Extract, unchanged, each line of the data below that contains the string "picture".
### Excerpted data
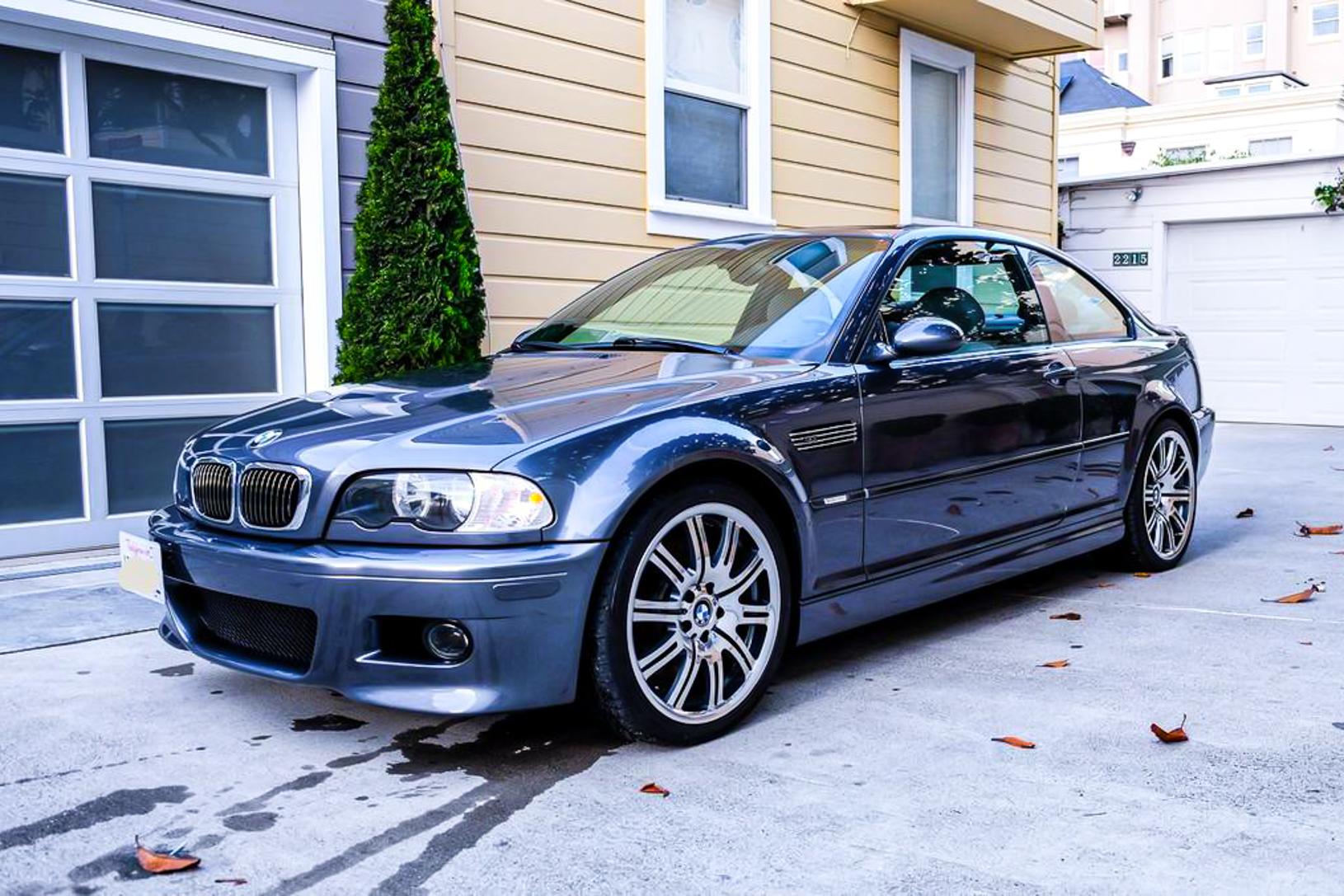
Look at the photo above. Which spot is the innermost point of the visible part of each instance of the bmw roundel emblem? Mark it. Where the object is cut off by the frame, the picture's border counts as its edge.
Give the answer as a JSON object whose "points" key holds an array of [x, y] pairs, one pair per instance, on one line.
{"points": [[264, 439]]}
######
### Excerpted data
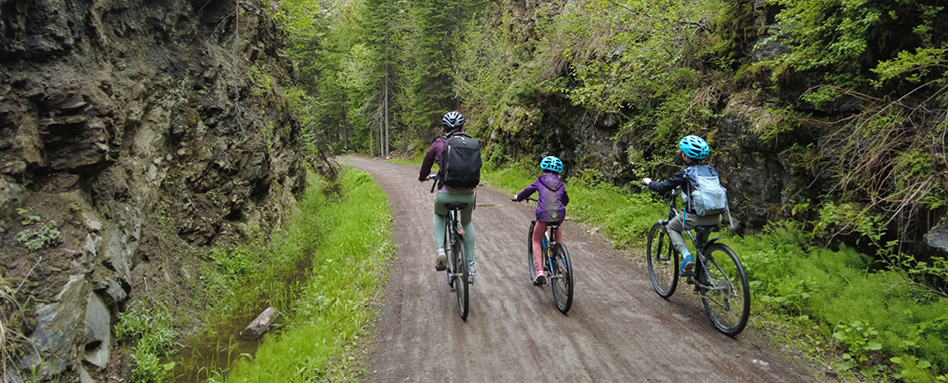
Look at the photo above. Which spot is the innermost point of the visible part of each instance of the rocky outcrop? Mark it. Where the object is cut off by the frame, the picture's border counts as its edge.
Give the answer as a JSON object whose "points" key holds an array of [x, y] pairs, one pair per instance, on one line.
######
### Problem solution
Look at the photo above. Which spot is the innermost point of the visible part of each instance of the bmw roundel emblem? Mark it. Where the object is cut off by the frame, the picture's border counts as its edge.
Look at the photo above. Which spot is the innermost point of the visible part of each instance of the rocky outcrop? Mark it. Where the object is cut off by the frame, the picture's border counts as its edge.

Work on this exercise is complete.